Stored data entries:
= Beginning of Section =
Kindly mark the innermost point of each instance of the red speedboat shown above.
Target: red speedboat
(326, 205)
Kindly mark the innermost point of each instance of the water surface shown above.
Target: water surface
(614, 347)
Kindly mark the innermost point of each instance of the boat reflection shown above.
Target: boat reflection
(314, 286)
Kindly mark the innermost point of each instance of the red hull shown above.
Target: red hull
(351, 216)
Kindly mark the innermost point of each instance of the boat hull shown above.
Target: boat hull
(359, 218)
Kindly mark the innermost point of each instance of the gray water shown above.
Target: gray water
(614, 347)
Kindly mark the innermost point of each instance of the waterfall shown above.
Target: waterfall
= End of Section =
__What is needed__
Every line from the one that holds "red hull shown above." to the end of the data above should be given again exactly, with that line and the last one both kept.

__Exercise output__
Kindly mark the innermost point of each instance of the red hull shown above.
Target: red hull
(351, 216)
Kindly mark the innermost point of each instance of the boat hull shown above.
Target: boat hull
(359, 218)
Kindly mark the innermost point of each instance of the gray water shown above.
Target: gray water
(614, 347)
Kindly mark the innermost point of each instance of the waterfall shown above.
Target: waterfall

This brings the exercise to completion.